## start Extracted text
Wildfire Influence on Recent US Pollution Trends

Working Paper: NBER ID: w30882

Authors: Marshall Burke; Marissa L. Childs; Brandon De La Cuesta; Minghao Qiu; Jessica Li; Carlos F. Gould; Sam Heft-Neal; Michael Wara

Abstract: Steady improvements in ambient air quality in the US over the past several decades have led to large public health benefits, and the policies that helped drive these improvements are considered landmarks in successful environmental policymaking. However, recent trends in PM2.5 concentrations, a key pollutant, have stagnated or begun to reverse throughout much of the US. We quantify the contribution of wildfire smoke to these trends and find that since 2016, wildfire smoke has significantly slowed or reversed previous improvements in average annual PM2.5 concentrations in two-thirds of US states, eroding 23% of previous gains on average in those states (equivalent to 3.6 years of air quality progress) and over 50% in multiple western states. Smoke influence on trends in extreme PM2.5 concentrations is detectable by 2010 and is concentrated in a dozen western states. Wildfire-driven increases in ambient PM2.5 concentrations are unregulated under current air pollution law, and, absent additional intervention, wildfire's contribution to regional and national air quality trends is likely to grow as the climate continues to warm.
## end Extracted text
## start Supplied material
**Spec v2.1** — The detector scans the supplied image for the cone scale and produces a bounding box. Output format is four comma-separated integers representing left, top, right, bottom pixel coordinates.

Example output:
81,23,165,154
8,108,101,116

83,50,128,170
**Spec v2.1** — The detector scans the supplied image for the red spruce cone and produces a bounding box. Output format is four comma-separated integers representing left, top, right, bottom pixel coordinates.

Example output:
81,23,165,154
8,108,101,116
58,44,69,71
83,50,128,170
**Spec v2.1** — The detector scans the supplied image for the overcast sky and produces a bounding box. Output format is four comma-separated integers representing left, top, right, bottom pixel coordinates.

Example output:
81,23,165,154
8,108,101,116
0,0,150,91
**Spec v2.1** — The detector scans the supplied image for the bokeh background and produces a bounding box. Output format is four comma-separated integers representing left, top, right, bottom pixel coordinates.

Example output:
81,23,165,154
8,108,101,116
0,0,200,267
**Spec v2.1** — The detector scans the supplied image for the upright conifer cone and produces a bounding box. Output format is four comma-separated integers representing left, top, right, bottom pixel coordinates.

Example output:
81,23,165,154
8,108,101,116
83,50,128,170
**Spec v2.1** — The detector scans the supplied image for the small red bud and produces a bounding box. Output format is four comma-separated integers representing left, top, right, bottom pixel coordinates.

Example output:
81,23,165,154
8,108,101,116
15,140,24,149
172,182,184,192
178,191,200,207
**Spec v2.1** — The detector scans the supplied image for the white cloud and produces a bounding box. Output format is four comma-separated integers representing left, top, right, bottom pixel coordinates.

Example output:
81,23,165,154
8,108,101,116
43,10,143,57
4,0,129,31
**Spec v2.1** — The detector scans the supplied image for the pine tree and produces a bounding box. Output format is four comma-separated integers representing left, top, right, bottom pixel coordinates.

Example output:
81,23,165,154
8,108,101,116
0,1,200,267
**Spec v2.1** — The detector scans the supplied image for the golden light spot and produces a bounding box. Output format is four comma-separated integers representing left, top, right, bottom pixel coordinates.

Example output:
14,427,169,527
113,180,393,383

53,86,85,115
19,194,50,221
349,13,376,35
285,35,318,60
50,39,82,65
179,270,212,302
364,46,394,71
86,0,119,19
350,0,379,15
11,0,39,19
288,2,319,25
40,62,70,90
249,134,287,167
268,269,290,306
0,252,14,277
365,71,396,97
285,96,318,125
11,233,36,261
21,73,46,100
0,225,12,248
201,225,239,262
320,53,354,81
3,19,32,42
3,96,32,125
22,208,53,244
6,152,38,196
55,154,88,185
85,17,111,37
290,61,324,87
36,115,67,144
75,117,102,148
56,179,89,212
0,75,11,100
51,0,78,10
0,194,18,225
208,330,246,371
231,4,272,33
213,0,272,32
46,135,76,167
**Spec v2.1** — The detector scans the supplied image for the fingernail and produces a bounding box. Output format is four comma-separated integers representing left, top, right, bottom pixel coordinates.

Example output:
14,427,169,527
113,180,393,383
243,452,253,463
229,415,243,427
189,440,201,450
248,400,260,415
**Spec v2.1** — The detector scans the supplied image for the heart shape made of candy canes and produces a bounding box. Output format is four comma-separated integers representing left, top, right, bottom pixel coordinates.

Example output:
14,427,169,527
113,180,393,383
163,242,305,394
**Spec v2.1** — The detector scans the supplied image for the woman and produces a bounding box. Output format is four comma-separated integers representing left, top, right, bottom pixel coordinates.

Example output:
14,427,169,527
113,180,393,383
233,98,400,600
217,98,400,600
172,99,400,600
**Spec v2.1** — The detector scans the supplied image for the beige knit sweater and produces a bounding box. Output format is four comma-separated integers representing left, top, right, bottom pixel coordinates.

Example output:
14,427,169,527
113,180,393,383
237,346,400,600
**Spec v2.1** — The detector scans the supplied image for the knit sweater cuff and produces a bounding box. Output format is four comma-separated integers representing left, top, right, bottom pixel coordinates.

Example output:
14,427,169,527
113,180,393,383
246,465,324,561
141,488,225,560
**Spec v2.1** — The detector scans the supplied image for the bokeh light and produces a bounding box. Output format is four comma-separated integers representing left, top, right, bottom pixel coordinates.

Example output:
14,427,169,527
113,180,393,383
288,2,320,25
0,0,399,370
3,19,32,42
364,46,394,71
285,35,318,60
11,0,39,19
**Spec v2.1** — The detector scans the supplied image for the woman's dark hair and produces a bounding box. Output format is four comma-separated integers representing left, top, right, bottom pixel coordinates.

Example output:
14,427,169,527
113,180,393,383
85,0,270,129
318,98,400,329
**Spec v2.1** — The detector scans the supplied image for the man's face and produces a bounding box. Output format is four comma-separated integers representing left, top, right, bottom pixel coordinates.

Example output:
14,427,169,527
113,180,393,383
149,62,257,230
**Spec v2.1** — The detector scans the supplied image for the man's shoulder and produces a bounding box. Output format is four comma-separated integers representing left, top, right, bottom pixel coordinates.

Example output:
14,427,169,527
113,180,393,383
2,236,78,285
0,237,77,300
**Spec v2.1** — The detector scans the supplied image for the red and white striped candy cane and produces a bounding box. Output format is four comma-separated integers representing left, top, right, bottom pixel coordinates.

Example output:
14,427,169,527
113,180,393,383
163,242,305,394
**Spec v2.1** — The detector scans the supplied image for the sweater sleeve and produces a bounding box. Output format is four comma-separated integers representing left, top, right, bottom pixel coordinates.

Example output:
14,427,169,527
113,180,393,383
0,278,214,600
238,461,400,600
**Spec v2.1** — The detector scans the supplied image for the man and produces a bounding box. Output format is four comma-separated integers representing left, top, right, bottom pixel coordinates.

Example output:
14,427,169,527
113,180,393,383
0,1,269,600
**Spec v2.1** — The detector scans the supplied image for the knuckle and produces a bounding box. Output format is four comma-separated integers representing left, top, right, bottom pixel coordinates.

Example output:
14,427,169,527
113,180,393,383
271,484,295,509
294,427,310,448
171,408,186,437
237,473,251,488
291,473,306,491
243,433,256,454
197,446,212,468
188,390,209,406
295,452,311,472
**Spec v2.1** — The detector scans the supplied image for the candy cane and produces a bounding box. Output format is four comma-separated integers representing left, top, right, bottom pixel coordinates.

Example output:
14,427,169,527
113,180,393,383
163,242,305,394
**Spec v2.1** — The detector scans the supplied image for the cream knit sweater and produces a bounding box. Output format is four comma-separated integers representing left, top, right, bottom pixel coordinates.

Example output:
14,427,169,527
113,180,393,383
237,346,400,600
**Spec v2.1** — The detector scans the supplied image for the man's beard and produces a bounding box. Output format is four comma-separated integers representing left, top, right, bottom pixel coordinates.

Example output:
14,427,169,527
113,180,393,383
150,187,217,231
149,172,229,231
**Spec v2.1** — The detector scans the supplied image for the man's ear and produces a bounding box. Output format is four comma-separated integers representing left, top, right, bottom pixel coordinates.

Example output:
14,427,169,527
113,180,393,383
## end Supplied material
**Requirements:**
Answer these about the wildfire smoke paper:
1. What is its NBER ID?
2. Since what year has wildfire smoke slowed or reversed gains in average yearly PM2.5 levels in two-thirds of US states?
3. The lost gains in those states equal how many years of air quality progress?

**The completed task:**
1. w30882
2. 2016
3. 3.6 years